■ Reading passage:
───

Device	Example Phrase	Action	Mean Recognition Accuracy (%)
Photometer	“To beep”	Photometer gives acoustic signal	91.7
Photometer	“To get current value”	Photometer measures and VA gives out current value	92.8
Photometer	“To go to sample position X”	Photometer turret moves to desired turret position	91.7
Photometer	“To turn on”	Photometer turns on	98.3
Photometer	“To turn off”	Photometer turns off	95
Photometer	“To blank”	Photometer blanks	98.3
Photometer	“To set wavelength to XXX nanometers”	Photometer grate is set to desired wavelength	93.3
Balance	“To return weight”	Balance measures and VA gives out current weight	97.8
Balance	“To zero”	Balance tares	95
Balance	“To block keys”	Balance buttons get blocked	98.3
Balance	“To unblock keys”	Balance keys get unblocked	96.7

Due to its modular fashion, the developed environment allows for easy integration of additional speech commands by only adding compatible code on the cloud side of the system. The integration of a similar device from another vendor is possible. Only the specific proprietary interaction commands and the communication standard (depending on the installed data exchange interface) within the local service need to be changed. The integration of other laboratory device types is possible. A reasonable device shadow design needs to be worked out for every new device type, and a new voice model and custom skill need to be implemented. The use of an open communication protocol (MQTT) and an open and compact data format (JSON) allows the integration of accruing data into laboratory information management systems (LIMSs) or enterprise resource planning (ERP) systems. Transport Layer Security (TLS) encryption provides advanced data security for transmissions from the cloud to the local service environment and vice versa. Since data security is always a major topic in science, engineering, and research, the established infrastructure might be seen as critical. The speech recognition is done by an external service provider, and all arising data are stored on an external service provider’s servers, which can always be targeted by attacks. From the privacy point of view, the smart-enabled device records voice after a specific wake-up word is said. It can potentially be cracked, which can grant unauthorized access to the connected device’s capabilities.^4,22 The use of the system by unauthorized personnel could potentially be avoided by using voiceprint identification, which can limit the VA features to a specific group of users.^23,24 A function like this might be implementable in the not too distant future. ²⁵

Voice User Interface Accuracy

To determine the accuracy of the VUI and the speech command recognition capability of the underlying cloud algorithm, each of the particular phrases for the device control of the spectrophotometer or the balance was said 30 times in a row by a male scientist, who was already familiar with the developed system and the defined phrases. It was then checked whether the given speech commands resulted in the expected device actions. The evaluation was done in a laboratory with active exhaust ventilation that caused ambient noise in the range of 50–55 dB, which is equivalent to the sound level of a normal conversation. The speech commands were given 1.5 m from the VA-enabled device. Possible evaluation outcomes were that the system did not map the phrases to the correct intent, maybe due to an ambiguity error; that it could not connect the said phrases to any intent, due to not understanding the phrase; or that it mapped the specific phrase to the correct intent. The first two scenarios were both graded as “not correctly recognized,” while the last was marked as “correctly recognized.” The command recognition accuracy analysis resulted in an overall mean recognition accuracy of 95% ± 3.62 (see Table 1 for details and supplemental material for a detailed listing of all implemented phrases and video material of the specific device interactions). This accuracy seems to be adequate, taking into account that the operator has a German accent, which might influence the voice recognition success rate. ²⁶ It has to be mentioned that the analyzed setup was already established for 4 months at the moment of the accuracy determination, and that it was trained by male as well as female users, with no perceptible differences concerning the voice recognition accuracy between the sexes. The experiences from this training process led to the suggestion that the recognition accuracy might be similar with different users, at least if they have the same accent. The used NLP service gets trained perpetually by using data from speech interactions, which means that the current shown data are just a snapshot, as the service gets more efficient every day. The high efficiency of the used cloud service demonstrates the capability of commercially available NLP algorithms and highlights that an application in professional environments is already imaginable.

───

■ Provided material:
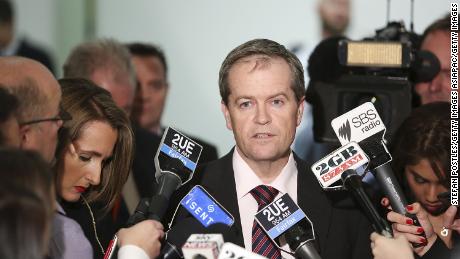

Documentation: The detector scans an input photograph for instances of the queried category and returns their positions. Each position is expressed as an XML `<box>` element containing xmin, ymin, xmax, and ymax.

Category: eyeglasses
<box><xmin>19</xmin><ymin>106</ymin><xmax>72</xmax><ymax>126</ymax></box>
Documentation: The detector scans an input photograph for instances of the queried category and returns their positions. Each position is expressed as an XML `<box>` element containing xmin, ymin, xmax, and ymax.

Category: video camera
<box><xmin>305</xmin><ymin>22</ymin><xmax>440</xmax><ymax>144</ymax></box>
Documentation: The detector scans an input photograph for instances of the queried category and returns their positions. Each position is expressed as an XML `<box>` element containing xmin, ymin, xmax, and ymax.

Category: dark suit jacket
<box><xmin>132</xmin><ymin>126</ymin><xmax>161</xmax><ymax>198</ymax></box>
<box><xmin>168</xmin><ymin>152</ymin><xmax>372</xmax><ymax>259</ymax></box>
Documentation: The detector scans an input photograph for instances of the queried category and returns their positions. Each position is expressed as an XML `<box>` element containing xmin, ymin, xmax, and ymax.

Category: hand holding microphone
<box><xmin>371</xmin><ymin>232</ymin><xmax>414</xmax><ymax>259</ymax></box>
<box><xmin>331</xmin><ymin>102</ymin><xmax>425</xmax><ymax>247</ymax></box>
<box><xmin>117</xmin><ymin>220</ymin><xmax>164</xmax><ymax>258</ymax></box>
<box><xmin>382</xmin><ymin>199</ymin><xmax>437</xmax><ymax>256</ymax></box>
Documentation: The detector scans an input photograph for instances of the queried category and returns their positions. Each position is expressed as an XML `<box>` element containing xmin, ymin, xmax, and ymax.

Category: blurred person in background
<box><xmin>127</xmin><ymin>42</ymin><xmax>217</xmax><ymax>166</ymax></box>
<box><xmin>63</xmin><ymin>39</ymin><xmax>161</xmax><ymax>255</ymax></box>
<box><xmin>53</xmin><ymin>79</ymin><xmax>163</xmax><ymax>258</ymax></box>
<box><xmin>0</xmin><ymin>0</ymin><xmax>56</xmax><ymax>74</ymax></box>
<box><xmin>415</xmin><ymin>15</ymin><xmax>458</xmax><ymax>105</ymax></box>
<box><xmin>0</xmin><ymin>57</ymin><xmax>66</xmax><ymax>164</ymax></box>
<box><xmin>0</xmin><ymin>148</ymin><xmax>55</xmax><ymax>259</ymax></box>
<box><xmin>0</xmin><ymin>85</ymin><xmax>20</xmax><ymax>147</ymax></box>
<box><xmin>387</xmin><ymin>102</ymin><xmax>459</xmax><ymax>258</ymax></box>
<box><xmin>291</xmin><ymin>0</ymin><xmax>351</xmax><ymax>164</ymax></box>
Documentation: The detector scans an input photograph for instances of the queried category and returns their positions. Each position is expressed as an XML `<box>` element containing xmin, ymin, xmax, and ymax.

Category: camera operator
<box><xmin>415</xmin><ymin>15</ymin><xmax>458</xmax><ymax>105</ymax></box>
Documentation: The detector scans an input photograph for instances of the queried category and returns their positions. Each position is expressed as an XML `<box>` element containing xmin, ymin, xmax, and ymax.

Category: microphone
<box><xmin>104</xmin><ymin>127</ymin><xmax>203</xmax><ymax>259</ymax></box>
<box><xmin>218</xmin><ymin>242</ymin><xmax>266</xmax><ymax>259</ymax></box>
<box><xmin>341</xmin><ymin>169</ymin><xmax>393</xmax><ymax>237</ymax></box>
<box><xmin>255</xmin><ymin>193</ymin><xmax>321</xmax><ymax>259</ymax></box>
<box><xmin>148</xmin><ymin>127</ymin><xmax>203</xmax><ymax>221</ymax></box>
<box><xmin>182</xmin><ymin>234</ymin><xmax>224</xmax><ymax>259</ymax></box>
<box><xmin>410</xmin><ymin>50</ymin><xmax>441</xmax><ymax>83</ymax></box>
<box><xmin>159</xmin><ymin>217</ymin><xmax>237</xmax><ymax>259</ymax></box>
<box><xmin>331</xmin><ymin>102</ymin><xmax>426</xmax><ymax>247</ymax></box>
<box><xmin>311</xmin><ymin>142</ymin><xmax>392</xmax><ymax>236</ymax></box>
<box><xmin>161</xmin><ymin>185</ymin><xmax>236</xmax><ymax>259</ymax></box>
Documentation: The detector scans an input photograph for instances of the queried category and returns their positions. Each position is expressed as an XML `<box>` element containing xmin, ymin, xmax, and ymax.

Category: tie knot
<box><xmin>250</xmin><ymin>185</ymin><xmax>279</xmax><ymax>209</ymax></box>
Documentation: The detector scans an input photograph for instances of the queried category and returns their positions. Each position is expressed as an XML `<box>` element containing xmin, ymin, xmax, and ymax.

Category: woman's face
<box><xmin>58</xmin><ymin>121</ymin><xmax>118</xmax><ymax>202</ymax></box>
<box><xmin>405</xmin><ymin>159</ymin><xmax>448</xmax><ymax>216</ymax></box>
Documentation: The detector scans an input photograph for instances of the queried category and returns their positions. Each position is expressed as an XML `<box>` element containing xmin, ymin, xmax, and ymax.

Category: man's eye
<box><xmin>414</xmin><ymin>175</ymin><xmax>427</xmax><ymax>184</ymax></box>
<box><xmin>240</xmin><ymin>101</ymin><xmax>251</xmax><ymax>109</ymax></box>
<box><xmin>272</xmin><ymin>99</ymin><xmax>284</xmax><ymax>106</ymax></box>
<box><xmin>78</xmin><ymin>155</ymin><xmax>91</xmax><ymax>162</ymax></box>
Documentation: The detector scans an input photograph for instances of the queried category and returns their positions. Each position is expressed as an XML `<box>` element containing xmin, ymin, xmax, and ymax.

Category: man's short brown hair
<box><xmin>219</xmin><ymin>39</ymin><xmax>305</xmax><ymax>105</ymax></box>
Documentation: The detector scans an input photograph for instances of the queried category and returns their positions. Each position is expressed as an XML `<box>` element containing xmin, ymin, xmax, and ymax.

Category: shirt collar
<box><xmin>233</xmin><ymin>148</ymin><xmax>297</xmax><ymax>200</ymax></box>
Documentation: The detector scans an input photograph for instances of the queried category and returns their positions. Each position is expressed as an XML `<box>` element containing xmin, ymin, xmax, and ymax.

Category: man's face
<box><xmin>22</xmin><ymin>77</ymin><xmax>63</xmax><ymax>162</ymax></box>
<box><xmin>222</xmin><ymin>56</ymin><xmax>303</xmax><ymax>165</ymax></box>
<box><xmin>132</xmin><ymin>56</ymin><xmax>168</xmax><ymax>129</ymax></box>
<box><xmin>415</xmin><ymin>31</ymin><xmax>450</xmax><ymax>104</ymax></box>
<box><xmin>319</xmin><ymin>0</ymin><xmax>350</xmax><ymax>34</ymax></box>
<box><xmin>0</xmin><ymin>115</ymin><xmax>21</xmax><ymax>148</ymax></box>
<box><xmin>89</xmin><ymin>68</ymin><xmax>135</xmax><ymax>115</ymax></box>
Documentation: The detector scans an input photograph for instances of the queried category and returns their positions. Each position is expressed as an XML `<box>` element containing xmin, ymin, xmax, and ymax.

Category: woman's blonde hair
<box><xmin>55</xmin><ymin>78</ymin><xmax>134</xmax><ymax>211</ymax></box>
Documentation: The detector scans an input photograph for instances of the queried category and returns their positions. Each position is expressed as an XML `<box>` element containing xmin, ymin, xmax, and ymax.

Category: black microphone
<box><xmin>331</xmin><ymin>102</ymin><xmax>426</xmax><ymax>247</ymax></box>
<box><xmin>126</xmin><ymin>198</ymin><xmax>150</xmax><ymax>228</ymax></box>
<box><xmin>410</xmin><ymin>50</ymin><xmax>441</xmax><ymax>83</ymax></box>
<box><xmin>341</xmin><ymin>169</ymin><xmax>393</xmax><ymax>237</ymax></box>
<box><xmin>284</xmin><ymin>220</ymin><xmax>321</xmax><ymax>259</ymax></box>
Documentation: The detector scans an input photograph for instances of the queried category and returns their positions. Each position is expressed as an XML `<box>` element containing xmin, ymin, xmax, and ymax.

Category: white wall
<box><xmin>14</xmin><ymin>0</ymin><xmax>450</xmax><ymax>154</ymax></box>
<box><xmin>12</xmin><ymin>0</ymin><xmax>57</xmax><ymax>58</ymax></box>
<box><xmin>96</xmin><ymin>0</ymin><xmax>449</xmax><ymax>155</ymax></box>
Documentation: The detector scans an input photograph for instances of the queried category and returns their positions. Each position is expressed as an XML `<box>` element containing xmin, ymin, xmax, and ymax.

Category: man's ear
<box><xmin>19</xmin><ymin>125</ymin><xmax>32</xmax><ymax>149</ymax></box>
<box><xmin>220</xmin><ymin>100</ymin><xmax>233</xmax><ymax>130</ymax></box>
<box><xmin>297</xmin><ymin>97</ymin><xmax>305</xmax><ymax>126</ymax></box>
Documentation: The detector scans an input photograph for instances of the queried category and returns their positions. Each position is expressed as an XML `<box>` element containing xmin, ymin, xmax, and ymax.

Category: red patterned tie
<box><xmin>250</xmin><ymin>185</ymin><xmax>281</xmax><ymax>259</ymax></box>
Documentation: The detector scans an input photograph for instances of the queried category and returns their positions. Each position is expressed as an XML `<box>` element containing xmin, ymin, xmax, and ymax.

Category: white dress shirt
<box><xmin>232</xmin><ymin>148</ymin><xmax>297</xmax><ymax>258</ymax></box>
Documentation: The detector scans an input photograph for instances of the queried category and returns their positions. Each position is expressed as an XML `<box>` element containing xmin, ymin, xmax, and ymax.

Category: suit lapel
<box><xmin>202</xmin><ymin>149</ymin><xmax>244</xmax><ymax>247</ymax></box>
<box><xmin>294</xmin><ymin>154</ymin><xmax>332</xmax><ymax>254</ymax></box>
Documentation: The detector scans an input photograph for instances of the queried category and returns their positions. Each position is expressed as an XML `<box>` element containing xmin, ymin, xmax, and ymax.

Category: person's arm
<box><xmin>371</xmin><ymin>232</ymin><xmax>414</xmax><ymax>259</ymax></box>
<box><xmin>387</xmin><ymin>202</ymin><xmax>437</xmax><ymax>256</ymax></box>
<box><xmin>117</xmin><ymin>220</ymin><xmax>164</xmax><ymax>259</ymax></box>
<box><xmin>443</xmin><ymin>206</ymin><xmax>460</xmax><ymax>234</ymax></box>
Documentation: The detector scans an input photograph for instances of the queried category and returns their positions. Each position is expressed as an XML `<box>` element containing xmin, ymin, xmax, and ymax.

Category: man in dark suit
<box><xmin>169</xmin><ymin>39</ymin><xmax>371</xmax><ymax>259</ymax></box>
<box><xmin>127</xmin><ymin>43</ymin><xmax>217</xmax><ymax>164</ymax></box>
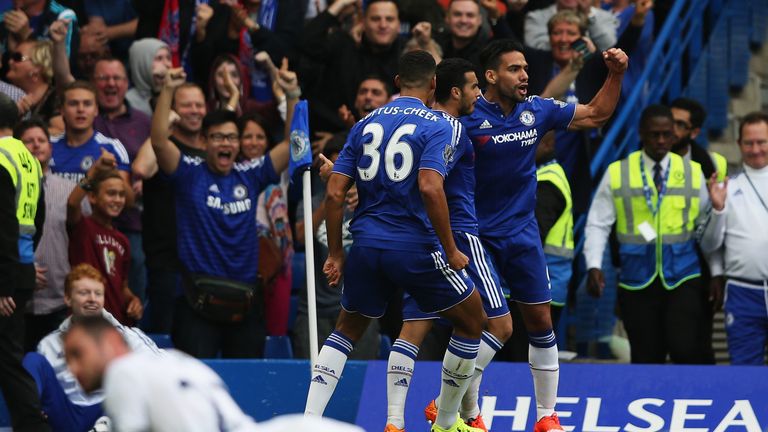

───

■ Task requirements:
Extend the passage on voice-assistant control of the photometer and balance, picking up after its last sentence.

■ Answer:
The digital transformation of industry and everyday life is eminent and will pervade most facets of society. This new era of smart devices and services offers tremendous possibilities to support engineers and scientists. As demonstrated in this report, utilizing virtual voice-based assistants in the laboratory might be a powerful tool to improve the efficiency of laboratory processes.

We were able to integrate present laboratory devices into an IoT environment in an affordable way. By using a combination of commercially available and open-source solutions, a virtual laboratory assistant was implemented. It acted as a voice-based user interface to laboratory instruments. Although all data transfer within this system is encrypted, potential data security and privacy threats might arise due to the external processing and generation of speech data. NLP is a hardware-demanding task but can potentially be established as an in-house-solution to bypass potential security concerns. This would require substantial know-how and maintenance expenses, though, whereas the current generation of skills requires Internet-accessible endpoints. Also, a stable and fast Internet connection is needed to access the used cloud services, which might not always be given.

The use of voice commands and the VA voice output adds to the general cacophony in the lab and might be distracting to other laboratory staff. The pairing with Bluetooth headphones can already be accomplished with some Echo hardware versions (e.g., the Echo Dot), which might minimize noise annoyance caused by VA voice output. Amazon recently announced the “Alexa Mobile Accessory Kit” to bring Alexa to on-the-go devices like headsets, headphones, and smartwatches. ²⁷ This offers the chance to add mobility to the VA and decrease the noise level within the laboratory.

VA technology and software is not limited to the presented VA-enabled device class. AI-enabled smartglasses were recently announced that might form a fruitful symbiosis between safety goggles, which are mandatory in the laboratory; a virtual laboratory assistant; and augmented reality elements. ²⁸ This combination could be a great addition to the laboratory workflow (e.g., to interactively display device parameters, standard operating procedures [SOPs], and safety-relevant notifications in the experimenter’s field of view). Since cloud NLP is not as limited as the integrated voice recognition technology that most current smartglasses use for voice handling, even complex voice commands could be processed. Yet current hardware and battery limitations of smartglasses need to be overcome to integrate the technology into everyday working practice, but they offer another way to bring AI to the lab. ²⁹

To conclude, it can be said that VUIs hold great potential for applications within the laboratory—not only as a means for instrument control, but also as a system to retrieve and save experimental data and protocols. The proof-of-concept setup shown in this study is surely only one of the first steps toward an AI-assisted laboratory. It indicates that present digitalization and automation concepts have the potential to improve the workflows and efficiency in the laboratory.

Current efforts of laboratory instrument manufacturers are focused on the development of standardized formats and protocols for laboratory device communication. This might pave the way to a plug-and-play IoT capability of future laboratory instruments. ³⁰ The shown concept seems to be a useful addition to the laboratory. In order to find a place for a VA in the lab environment of the future, however, security solutions that reflect common privacy and confidentiality rules need to be developed.

Our ongoing research is focused on implementing further instrument types and the integration of the virtual laboratory assistant into a functional laboratory information and management system. Also, the implementation of SOPs supported by a VA is planned.